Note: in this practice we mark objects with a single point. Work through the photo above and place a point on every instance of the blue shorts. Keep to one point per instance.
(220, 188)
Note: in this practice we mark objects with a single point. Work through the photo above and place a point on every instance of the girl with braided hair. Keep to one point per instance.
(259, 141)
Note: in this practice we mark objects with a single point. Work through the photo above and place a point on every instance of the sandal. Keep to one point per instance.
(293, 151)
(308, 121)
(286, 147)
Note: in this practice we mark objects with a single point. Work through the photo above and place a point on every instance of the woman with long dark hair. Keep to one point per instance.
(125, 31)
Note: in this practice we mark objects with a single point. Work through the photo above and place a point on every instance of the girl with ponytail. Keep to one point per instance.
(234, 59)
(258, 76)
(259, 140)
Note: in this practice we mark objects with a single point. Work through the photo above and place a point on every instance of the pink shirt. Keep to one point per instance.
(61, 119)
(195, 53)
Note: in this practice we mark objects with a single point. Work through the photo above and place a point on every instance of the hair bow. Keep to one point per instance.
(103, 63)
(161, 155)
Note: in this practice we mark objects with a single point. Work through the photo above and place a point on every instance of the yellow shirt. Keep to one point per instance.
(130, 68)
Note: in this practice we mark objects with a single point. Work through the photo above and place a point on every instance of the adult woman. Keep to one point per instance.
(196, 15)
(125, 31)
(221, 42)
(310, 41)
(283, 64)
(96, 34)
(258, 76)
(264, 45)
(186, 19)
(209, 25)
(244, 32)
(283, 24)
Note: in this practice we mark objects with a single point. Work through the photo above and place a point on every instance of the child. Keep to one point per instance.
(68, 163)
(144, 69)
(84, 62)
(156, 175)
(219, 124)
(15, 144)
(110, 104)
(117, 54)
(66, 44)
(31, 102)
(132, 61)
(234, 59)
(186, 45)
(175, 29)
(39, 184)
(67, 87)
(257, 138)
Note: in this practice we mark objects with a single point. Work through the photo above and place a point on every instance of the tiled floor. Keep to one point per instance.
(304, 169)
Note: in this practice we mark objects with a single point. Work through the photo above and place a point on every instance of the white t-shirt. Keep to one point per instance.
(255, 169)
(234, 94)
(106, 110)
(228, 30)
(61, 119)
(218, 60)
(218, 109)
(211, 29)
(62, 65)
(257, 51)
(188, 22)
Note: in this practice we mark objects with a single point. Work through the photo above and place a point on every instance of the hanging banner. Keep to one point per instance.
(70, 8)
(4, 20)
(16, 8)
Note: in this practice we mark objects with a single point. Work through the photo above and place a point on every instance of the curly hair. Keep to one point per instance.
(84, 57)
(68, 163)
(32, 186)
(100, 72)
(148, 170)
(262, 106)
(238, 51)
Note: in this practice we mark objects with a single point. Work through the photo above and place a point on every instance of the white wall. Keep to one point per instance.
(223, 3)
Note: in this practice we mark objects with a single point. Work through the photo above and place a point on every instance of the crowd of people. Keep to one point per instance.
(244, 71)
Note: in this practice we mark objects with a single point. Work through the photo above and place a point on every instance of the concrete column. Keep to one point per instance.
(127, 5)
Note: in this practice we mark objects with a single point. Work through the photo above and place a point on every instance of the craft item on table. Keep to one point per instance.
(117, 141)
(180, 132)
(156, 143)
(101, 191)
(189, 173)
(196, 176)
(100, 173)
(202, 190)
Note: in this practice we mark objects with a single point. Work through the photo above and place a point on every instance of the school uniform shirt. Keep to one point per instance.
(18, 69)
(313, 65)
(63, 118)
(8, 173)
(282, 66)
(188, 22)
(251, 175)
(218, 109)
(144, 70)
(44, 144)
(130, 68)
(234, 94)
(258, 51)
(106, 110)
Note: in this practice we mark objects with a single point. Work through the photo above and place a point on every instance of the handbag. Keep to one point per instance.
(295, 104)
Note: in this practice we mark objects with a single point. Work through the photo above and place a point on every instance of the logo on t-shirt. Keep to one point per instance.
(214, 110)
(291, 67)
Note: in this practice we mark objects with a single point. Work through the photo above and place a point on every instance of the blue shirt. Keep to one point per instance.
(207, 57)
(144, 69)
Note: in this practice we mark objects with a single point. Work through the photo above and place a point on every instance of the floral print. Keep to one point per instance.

_TASK DETAILS:_ Revise the items above by changing "Work through" to "Scan" wherever it occurs, leaving every other line as it stands.

_SOLUTION TO THIS TASK:_
Note: in this practice we mark objects with a single point. Scan the photo above and place a point on every instance of the blue shorts. Keep to one point per instance.
(220, 188)
Note: in this practice we mark objects with a single point. Scan the photo above and place a point on every instance of the girl with braided hair. Keep to one point per instance.
(259, 141)
Note: in this practice we mark objects with a single point. Scan the photo above and place a point on every instance of the sandal. Keep to one point per instance.
(293, 151)
(308, 121)
(286, 147)
Note: in this practice we mark objects with a single point. Scan the photo above and place a point on every instance of the woman with long dark hair. Keep to one point per instance.
(125, 31)
Note: in this practice we mark objects with a single point. Scan the photo above and place a point on every instance of the girl with ponytail. Keep to one point per instance.
(234, 59)
(258, 76)
(259, 140)
Note: in this practice we mark objects with a single point. Scan the photo above and place a point on every instance of the pink shirt. Keep to one point per instance.
(61, 119)
(195, 53)
Note: in this practice we mark objects with a single point. Scan the photo above and place a point on every instance of the hair bow. Keep to one point per instance.
(103, 63)
(161, 155)
Note: in this practice we mark objects with a single point. Scan the photo above and place a point on every instance of the yellow shirt. Keep to one point per instance.
(130, 68)
Note: in this practice we mark objects with a single point. Scan the photo above and place a point on every instance of the adult woman. Keep to one point per instance.
(196, 15)
(125, 31)
(221, 42)
(310, 41)
(283, 64)
(96, 34)
(258, 76)
(264, 45)
(186, 19)
(209, 25)
(244, 32)
(283, 24)
Note: in this practice we mark objects with a single point. Scan the photo above and place a point on every instance of the child. Keep to one point per instance.
(68, 163)
(144, 69)
(84, 62)
(156, 175)
(219, 124)
(15, 144)
(110, 104)
(117, 54)
(66, 44)
(31, 102)
(132, 61)
(234, 59)
(186, 45)
(175, 29)
(39, 184)
(67, 87)
(257, 138)
Note: in this practice we mark objects with a single point. Scan the photo above and place a point on every instance of the tiled floor. Keep to one point per instance.
(304, 169)
Note: in this practice we mark objects with a single point. Scan the photo above and place a point on every instance of the white t-shirt. Keep to one point per instance.
(255, 169)
(234, 94)
(106, 110)
(228, 30)
(61, 119)
(218, 60)
(218, 109)
(211, 29)
(62, 65)
(257, 51)
(188, 22)
Note: in this practice we mark objects with a single point. Scan the photo above and place a point on every instance of the hanging banner. Keep to one point per instance.
(70, 8)
(4, 20)
(16, 8)
Note: in this practice we mark objects with a single point. Scan the photo above and place a point on every instance of the curly hair. Keep to one point per instance.
(84, 57)
(68, 163)
(32, 186)
(100, 72)
(148, 170)
(262, 106)
(238, 51)
Note: in this practice we mark objects with a single point. Scan the photo above and place a point on every instance of the white wall. Keep to one point per instance.
(223, 3)
Note: in this practice we mark objects with a single point. Scan the photo above and place a point on every instance of the crowd of people. Keep to one point per instance.
(244, 71)
Note: in this practice we mark objects with a single point. Scan the photo above and place a point on every instance of the concrete column. Keep to one point per instance.
(127, 5)
Note: in this practice we mark objects with a single point. Scan the photo above and place a point on every instance of the craft item on table. Keep to one point per instance.
(117, 141)
(180, 132)
(156, 143)
(101, 191)
(189, 173)
(196, 176)
(100, 173)
(202, 190)
Note: in this practice we mark objects with a single point. Scan the photo above and place a point on every instance of the school uniform shirt. Keep to one point per instance.
(18, 69)
(313, 65)
(63, 118)
(8, 173)
(282, 66)
(188, 22)
(251, 175)
(218, 109)
(144, 70)
(44, 144)
(130, 68)
(234, 94)
(258, 51)
(106, 110)
Note: in this practice we mark objects with a single point. Scan the photo above and place a point on every instance of the handbag. Keep to one point per instance.
(295, 104)
Note: in this practice we mark objects with a single point. Scan the photo above and place a point on every instance of the logo on t-shirt. Keep to one point per instance.
(214, 110)
(291, 67)
Note: in this practice we mark objects with a single point. Scan the photo above and place a point on every instance of the blue shirt. Keep to one point per instance.
(207, 57)
(144, 69)
Note: in this practice we mark objects with a single point. Scan the photo above and place a point on every instance of the floral print. Keep to one point per instance.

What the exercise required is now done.